*Work required*. Can you write out every one of the entries below, line for line and without changing anything?

[Input rows start]

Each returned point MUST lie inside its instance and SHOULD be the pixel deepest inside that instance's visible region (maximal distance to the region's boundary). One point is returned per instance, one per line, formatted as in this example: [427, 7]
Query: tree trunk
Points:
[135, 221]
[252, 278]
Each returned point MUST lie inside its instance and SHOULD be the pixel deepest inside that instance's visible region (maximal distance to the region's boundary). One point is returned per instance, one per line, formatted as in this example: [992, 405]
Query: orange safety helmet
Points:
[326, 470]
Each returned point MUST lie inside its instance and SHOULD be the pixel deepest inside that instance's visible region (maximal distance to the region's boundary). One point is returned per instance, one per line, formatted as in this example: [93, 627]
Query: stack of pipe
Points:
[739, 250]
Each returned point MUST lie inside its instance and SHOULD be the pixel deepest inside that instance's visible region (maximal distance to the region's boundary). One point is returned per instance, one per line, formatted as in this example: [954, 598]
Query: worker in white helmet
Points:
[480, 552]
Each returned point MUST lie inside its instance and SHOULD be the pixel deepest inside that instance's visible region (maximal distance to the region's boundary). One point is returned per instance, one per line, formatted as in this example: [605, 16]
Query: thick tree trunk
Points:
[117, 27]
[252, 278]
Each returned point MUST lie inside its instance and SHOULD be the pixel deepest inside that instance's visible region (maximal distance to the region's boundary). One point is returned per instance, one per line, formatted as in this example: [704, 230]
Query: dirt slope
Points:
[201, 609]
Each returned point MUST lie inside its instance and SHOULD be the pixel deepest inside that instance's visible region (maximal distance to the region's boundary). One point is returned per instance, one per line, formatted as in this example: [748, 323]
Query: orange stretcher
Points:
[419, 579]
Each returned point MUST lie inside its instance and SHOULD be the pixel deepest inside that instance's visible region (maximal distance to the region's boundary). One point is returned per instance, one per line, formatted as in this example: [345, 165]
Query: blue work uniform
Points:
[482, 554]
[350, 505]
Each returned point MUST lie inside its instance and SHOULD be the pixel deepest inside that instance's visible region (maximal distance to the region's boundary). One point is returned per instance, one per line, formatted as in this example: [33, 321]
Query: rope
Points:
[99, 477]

[Input rows end]

*Output of the exercise*.
Each returned point MUST lie inside its instance and SHOULD be the pixel deepest inside that instance's visible region (maximal distance to the region's boundary). One point is returned per instance, one per line, formatted as in this example: [427, 7]
Query: tree trunk
Points:
[135, 221]
[252, 278]
Each returned point MUST lie inside its instance and SHOULD be the pixel deepest inside that instance's visible region (maximal distance to the region's boundary). One point is returned per instance, one per line, formatted as in this example: [992, 405]
Query: orange safety helmet
Points:
[326, 470]
Each returned point MUST lie inside its instance and SHOULD be the pixel deepest inside that instance's visible region (maximal distance to the region's boundary). One point is returned per instance, one per line, formatted as in this example: [93, 627]
Query: stack of pipe
Points:
[739, 250]
Each returned point MUST lie inside its instance and SHOULD be the pixel deepest inside that instance's visible region (maximal distance to the region's boundary). One point is returned per instance, one per line, formatted as in this example: [954, 598]
Query: worker in white helmet
Points:
[480, 552]
Each returned point MUST lie inside its instance and SHOULD be the pixel deepest inside that instance's visible region (maximal distance to the region's boundary). One point is returned per instance, one per line, formatted as in this example: [605, 16]
Query: thick tree trunk
Points:
[117, 27]
[252, 278]
Each returned point MUST lie inside its instance and SHOULD be the pixel deepest inside that instance's visible region (maximal distance to the region's boundary). One point is returned per instance, one per line, formatted as in this example: [704, 230]
Query: dirt slope
Points:
[201, 609]
Each returned point MUST lie inside its instance and SHOULD be the pixel deepest inside that instance's visible region (maximal distance to the region's boundary). One point is returned per instance, one per line, formatted as in this example: [748, 323]
Query: orange stretcher
Points:
[419, 579]
Each returned point MUST lie inside its instance and SHOULD be the pixel deepest inside that instance's visible region (maximal distance to the region's boundary). One point is returned per instance, one per line, formatted as in this example: [345, 165]
Query: blue work uniform
Points:
[482, 554]
[350, 505]
Each returned point MUST lie inside its instance and SHOULD be the pixel deepest inside that instance's visible region (maximal distance to the region's boundary). One point is returned per instance, one per line, formatted as in this example: [33, 321]
Query: rope
Points:
[99, 477]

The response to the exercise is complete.